◆ DESCRIPTION OF THE TASK ◆
Quote each record exactly, please, leaving none out.

------------------------------

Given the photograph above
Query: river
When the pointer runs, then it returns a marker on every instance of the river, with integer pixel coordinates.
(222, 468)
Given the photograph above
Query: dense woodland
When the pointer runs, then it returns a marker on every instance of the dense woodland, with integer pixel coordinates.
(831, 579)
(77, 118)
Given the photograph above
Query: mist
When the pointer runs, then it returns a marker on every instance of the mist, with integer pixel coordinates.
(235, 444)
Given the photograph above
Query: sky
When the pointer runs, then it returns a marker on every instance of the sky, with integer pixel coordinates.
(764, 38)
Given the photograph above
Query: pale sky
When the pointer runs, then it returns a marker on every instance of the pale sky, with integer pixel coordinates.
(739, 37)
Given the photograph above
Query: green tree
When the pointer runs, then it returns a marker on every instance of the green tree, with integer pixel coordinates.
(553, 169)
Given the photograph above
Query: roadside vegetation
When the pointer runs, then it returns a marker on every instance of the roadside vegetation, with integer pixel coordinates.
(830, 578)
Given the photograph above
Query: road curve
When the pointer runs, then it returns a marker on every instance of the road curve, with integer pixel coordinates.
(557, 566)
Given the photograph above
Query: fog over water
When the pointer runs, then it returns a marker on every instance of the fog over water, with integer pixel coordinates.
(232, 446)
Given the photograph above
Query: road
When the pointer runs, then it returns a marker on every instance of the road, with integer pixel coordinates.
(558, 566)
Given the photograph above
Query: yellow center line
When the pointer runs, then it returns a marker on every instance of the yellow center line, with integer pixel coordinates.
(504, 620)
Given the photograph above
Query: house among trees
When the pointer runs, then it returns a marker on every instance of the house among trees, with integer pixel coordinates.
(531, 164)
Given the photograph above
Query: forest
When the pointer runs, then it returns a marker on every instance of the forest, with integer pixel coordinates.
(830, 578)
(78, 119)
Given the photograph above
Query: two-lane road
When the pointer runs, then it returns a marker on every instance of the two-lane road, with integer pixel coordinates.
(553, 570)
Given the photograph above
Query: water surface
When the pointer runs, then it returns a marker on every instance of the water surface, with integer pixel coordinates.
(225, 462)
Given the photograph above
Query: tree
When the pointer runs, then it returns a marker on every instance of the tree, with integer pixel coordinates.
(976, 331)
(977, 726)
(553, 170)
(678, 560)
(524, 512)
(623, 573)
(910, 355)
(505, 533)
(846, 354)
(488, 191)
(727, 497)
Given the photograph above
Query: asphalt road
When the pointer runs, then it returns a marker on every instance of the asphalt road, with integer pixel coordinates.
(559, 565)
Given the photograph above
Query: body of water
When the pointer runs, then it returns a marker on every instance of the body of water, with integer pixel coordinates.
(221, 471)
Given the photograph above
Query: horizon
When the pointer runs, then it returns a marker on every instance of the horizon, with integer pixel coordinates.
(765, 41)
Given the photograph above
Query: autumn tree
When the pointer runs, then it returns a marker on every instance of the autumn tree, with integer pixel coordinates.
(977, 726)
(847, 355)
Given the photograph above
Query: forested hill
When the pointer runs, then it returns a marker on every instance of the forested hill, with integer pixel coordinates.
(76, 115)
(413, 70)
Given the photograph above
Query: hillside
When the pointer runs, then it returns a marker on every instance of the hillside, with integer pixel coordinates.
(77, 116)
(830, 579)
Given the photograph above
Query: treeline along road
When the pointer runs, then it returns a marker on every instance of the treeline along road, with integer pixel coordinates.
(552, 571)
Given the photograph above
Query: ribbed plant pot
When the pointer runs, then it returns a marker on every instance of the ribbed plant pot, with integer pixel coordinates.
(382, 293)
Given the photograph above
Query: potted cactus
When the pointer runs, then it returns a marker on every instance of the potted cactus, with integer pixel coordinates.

------------------------------

◆ WRITTEN RESPONSE ◆
Given the photograph above
Query: river
When the pointer runs, then it returns a marker on every instance of the river, with integer pixel coordinates.
(222, 468)
Given the photograph above
Query: dense woodland
When the pointer runs, then it returns a marker on every instance of the dense woodland, with integer pixel coordinates.
(831, 579)
(77, 118)
Given the photograph above
Query: mist
When the pointer runs, then it returns a marker on every instance of the mist, with integer pixel coordinates.
(235, 444)
Given the photograph above
Query: sky
When the pointer runs, then it returns a marker on every instance of the sky, with integer pixel coordinates.
(764, 38)
Given the photograph above
Query: pale sky
When the pointer runs, then it returns a marker on every instance of the pale sky, with integer pixel coordinates.
(739, 37)
Given the photograph above
Query: green tree
When the pointer runs, then it returns a marker on every instance of the green tree, with integer pixel coordinates.
(553, 169)
Given the photograph above
Query: roadside vegetation
When the pointer runs, then it returns a marker on every instance of the roadside vegetation, with integer pixel coordinates.
(830, 578)
Given the photograph above
Query: road curve
When the pointer runs, then it returns a marker on every instance of the road curve, with integer pixel coordinates.
(557, 566)
Given the photograph above
Query: fog over water
When the pointer runs, then it returns a marker on every instance of the fog over water, with integer pixel coordinates.
(232, 446)
Given the photograph above
Query: road
When the pointer runs, then it returns a marker on every instance of the road, with integer pixel coordinates.
(558, 566)
Given the photograph above
Query: yellow center line
When the pointer runs, then it returns a marker on every instance of the yellow center line, with integer pixel coordinates.
(504, 620)
Given the photograph above
Query: house among trees
When the pointer runs, then it returns a marker on every instance of the house among trees, with integer pixel coordinates.
(531, 164)
Given the photograph above
Query: forest
When the pointer runs, then it returns a marker on every instance of the forest, with integer pixel coordinates.
(830, 578)
(78, 119)
Given the photograph above
Query: two-lane road
When the pointer runs, then it returns a marker on every instance of the two-lane road, with integer pixel coordinates.
(553, 570)
Given the photograph above
Query: water surface
When the pointer runs, then it returns a marker on every instance of the water surface, with integer pixel coordinates.
(225, 462)
Given the photograph above
Query: tree
When the pointer runs, then it returns a marker on every instance of the tree, with integer pixel coordinates.
(976, 331)
(977, 726)
(553, 170)
(678, 560)
(524, 512)
(623, 573)
(910, 355)
(505, 533)
(846, 354)
(488, 191)
(727, 497)
Given the photograph above
Query: asphalt road
When the pointer runs, then it returns a marker on every instance of the asphalt road, with integer pixel coordinates.
(559, 565)
Given the photograph above
Query: body of water
When the pointer runs, then it returns a marker on every instance of the body of water, with integer pixel coordinates.
(221, 471)
Given the photograph above
Query: horizon
When the pointer runs, then it returns a marker on every instance of the horizon, with integer pixel coordinates.
(765, 41)
Given the photograph above
Query: autumn tree
When the pointer runs, then it returns a marker on every instance of the autumn tree, with integer pixel coordinates.
(977, 726)
(847, 355)
Given the photograph above
Query: forested hill
When the pointer runs, then it returns a marker on every instance of the forested hill, with integer pixel coordinates.
(76, 115)
(413, 70)
Given the photograph above
Query: hillside
When the pointer runs, then it returns a marker on every instance of the hillside, with integer pixel coordinates.
(77, 116)
(830, 579)
Given the photograph above
Query: treeline along road
When the pointer runs, then it returns a marker on every instance of the treeline along road, with integer pixel coordinates.
(552, 571)
Given the photograph above
Query: ribbed plant pot
When the pointer runs, then it returns a marker on every instance of the ribbed plant pot, with integer pixel coordinates.
(382, 293)
Given the photograph above
Query: potted cactus
When the pointer runs, then it returns a marker on every instance of the potted cactus, with integer pixel coordinates.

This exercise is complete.